▶ TASK REQUIREMENTS:
1) In the passage about Arlo Guthrie's debut album, switch "cookbook" to "memoir" and give the passage again from "The song became" up to and including "in Stockbridge, Massachusetts.".
2) List every person named in the passage about Arlo Guthrie's debut album.

▶ SELECTED EXCERPT:
## START
1967 also saw 19-year-old Arlo Guthrie, son of the beloved folk troubadour Woody Guthrie, release his debut album, Alice’s Restaurant. It would go on to be another storied classic, with an 18-minute opening track called “Alice’s Restaurant Massacree” wherein Guthrie tells a Thanksgiving day story about getting caught dumping trash illegally after the dump is closed for the holiday. The illegal dumping winds up saving Guthrie from Vietnam after he visits the draft office later in the song. “I’m Sittin’ here on the bench, I mean I’m sittin’ here on the Group W bench,” he sings, “Cause you want to know if I’m moral enough join the army, burn women, kids, houses and villages after being a litterbug.”

The song became an anti-war fable, a talking number in a style championed by countless others in the folk community, along with Grisman and Garcia on Not For Kids Only. Guthrie’s debut went on to spawn a film, and even a cookbook written by the real Alice May Brock herself. The old Trinity Church that features prominently in the Thanksgiving story would later come to be a part of the Guthrie’s continued presence in Stockbridge, Massachusetts.
## END
▶ ENTRIES SHOWN:
## START
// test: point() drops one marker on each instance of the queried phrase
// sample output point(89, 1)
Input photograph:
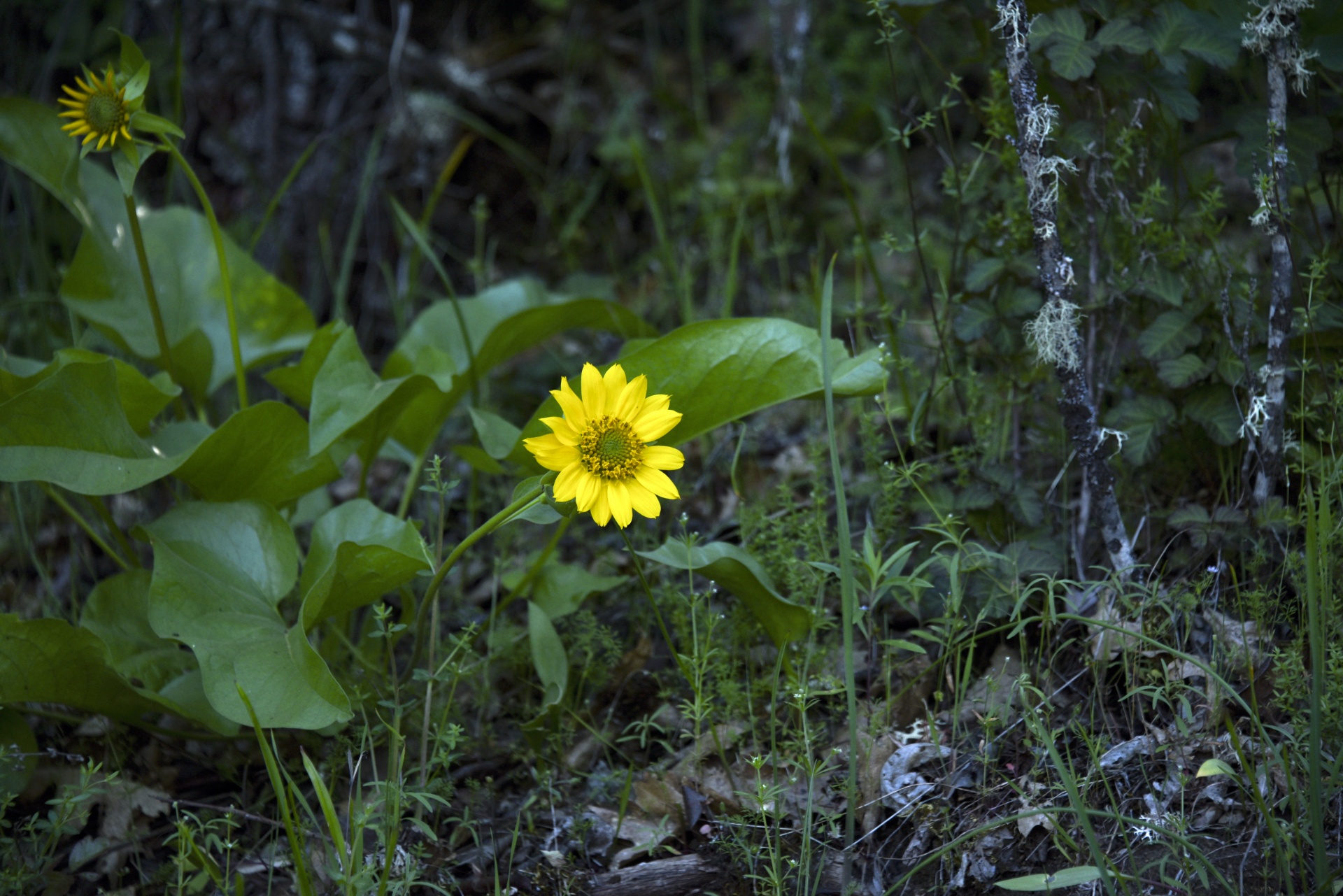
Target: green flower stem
point(239, 375)
point(846, 579)
point(152, 297)
point(524, 502)
point(657, 613)
point(84, 524)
## END
▶ TASK-BY-TASK RESULTS:
1)
The song became an anti-war fable, a talking number in a style championed by countless others in the folk community, along with Grisman and Garcia on Not For Kids Only. Guthrie’s debut went on to spawn a film, and even a memoir written by the real Alice May Brock herself. The old Trinity Church that features prominently in the Thanksgiving story would later come to be a part of the Guthrie’s continued presence in Stockbridge, Massachusetts.

2)
Arlo Guthrie
Woody Guthrie
Grisman
Garcia
Alice May Brock